- Questions on the material
1 > List the teams that the Senior Site Reliability Engineer posting below says the role works closely with.
2 > Carry on the Senior Site Reliability Engineer posting from its last line.

- Extracted text

Senior Site Reliability Engineer
High-growth infrastructure company focused on delivering large-scale compute, data centre capacity, and power solutions for advanced machine learning workloads. Platforms support leading research and industry teams requiring high-performance computing at significant scale. Fast-paced environment with emphasis on ownership, execution speed, and quality. Culture centred on pragmatic problem-solving, cross-functional collaboration, and full lifecycle responsibility.
Role Overview:
- Position operating across software, infrastructure, and operations to ensure reliability, scalability, and performance of a globally distributed compute platform.
- Close collaboration with networking, platform engineering, and physical infrastructure teams to design and operate systems supporting high-demand computational workloads.
- Hands-on engineering role requiring strong systems expertise, with responsibility for resolving complex production issues, improving system resilience, and enhancing platform observability.

- Data provided
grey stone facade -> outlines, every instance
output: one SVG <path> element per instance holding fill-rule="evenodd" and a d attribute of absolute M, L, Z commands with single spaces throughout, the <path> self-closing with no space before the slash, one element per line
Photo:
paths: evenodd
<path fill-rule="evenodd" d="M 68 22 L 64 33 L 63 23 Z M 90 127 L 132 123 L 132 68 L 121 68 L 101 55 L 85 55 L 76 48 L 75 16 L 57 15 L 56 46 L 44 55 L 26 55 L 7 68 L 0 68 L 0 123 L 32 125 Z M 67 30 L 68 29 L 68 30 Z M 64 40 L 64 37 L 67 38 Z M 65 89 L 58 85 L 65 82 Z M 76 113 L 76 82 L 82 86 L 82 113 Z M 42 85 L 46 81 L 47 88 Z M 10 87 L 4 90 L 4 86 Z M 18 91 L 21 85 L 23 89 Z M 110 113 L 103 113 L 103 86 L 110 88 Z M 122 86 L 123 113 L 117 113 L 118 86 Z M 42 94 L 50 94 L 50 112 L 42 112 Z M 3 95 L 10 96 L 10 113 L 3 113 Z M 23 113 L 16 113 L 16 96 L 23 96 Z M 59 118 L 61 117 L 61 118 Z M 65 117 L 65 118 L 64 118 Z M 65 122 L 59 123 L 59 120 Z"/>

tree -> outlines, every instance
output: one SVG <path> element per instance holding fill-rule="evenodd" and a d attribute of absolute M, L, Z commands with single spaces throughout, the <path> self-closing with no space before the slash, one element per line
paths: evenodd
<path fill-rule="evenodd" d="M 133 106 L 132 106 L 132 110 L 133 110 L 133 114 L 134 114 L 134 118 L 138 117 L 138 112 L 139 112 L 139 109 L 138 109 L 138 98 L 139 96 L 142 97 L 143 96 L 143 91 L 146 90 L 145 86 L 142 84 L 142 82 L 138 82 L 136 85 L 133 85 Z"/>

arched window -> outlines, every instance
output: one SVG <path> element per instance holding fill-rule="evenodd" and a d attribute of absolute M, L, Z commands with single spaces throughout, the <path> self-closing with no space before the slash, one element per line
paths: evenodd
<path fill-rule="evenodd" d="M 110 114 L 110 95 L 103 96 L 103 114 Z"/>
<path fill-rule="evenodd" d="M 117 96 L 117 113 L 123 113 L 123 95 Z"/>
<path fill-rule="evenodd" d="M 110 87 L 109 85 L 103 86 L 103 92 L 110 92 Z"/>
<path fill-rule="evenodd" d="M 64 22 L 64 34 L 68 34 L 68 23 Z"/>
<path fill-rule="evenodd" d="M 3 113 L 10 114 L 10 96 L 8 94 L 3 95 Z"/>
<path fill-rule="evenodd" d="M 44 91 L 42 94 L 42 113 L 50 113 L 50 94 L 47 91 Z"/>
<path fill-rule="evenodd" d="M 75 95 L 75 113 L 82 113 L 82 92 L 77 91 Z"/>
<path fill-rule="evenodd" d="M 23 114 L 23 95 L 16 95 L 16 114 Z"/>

- Outputs by task
1 >
- Networking
- Platform engineering
- Physical infrastructure

2 >
Responsibilities
- Deployment and management of large-scale compute clusters using automation tooling, with adaptation to customer requirements
- Validation and optimisation of compute, storage, and networking systems in coordination with internal teams and vendors
- Execution of large-scale data migrations between cloud and on-premise environments with focus on efficiency and cost
- Troubleshooting across the full stack, including hardware, networking, and distributed systems
- Development of internal tooling and automation to improve deployment speed, reliability, and operational efficiency
Participation in an on-call rotation required (approximately one week per month).
Key Attributes
- Strong ownership mindset with focus on delivery and accountability
- Experience building maintainable, well-documented systems in complex environments
- Ability to operate effectively in ambiguous and rapidly evolving contexts
- Clear and effective communication skills with collaborative, low-ego approach
Minimum Requirements
- 5+ years of experience in site reliability engineering, DevOps, systems administration, or high-performance computing
- Strong written and verbal communication skills in English
- Experience deploying and operating container orchestration or workload scheduling systems (e.g. Kubernetes or similar)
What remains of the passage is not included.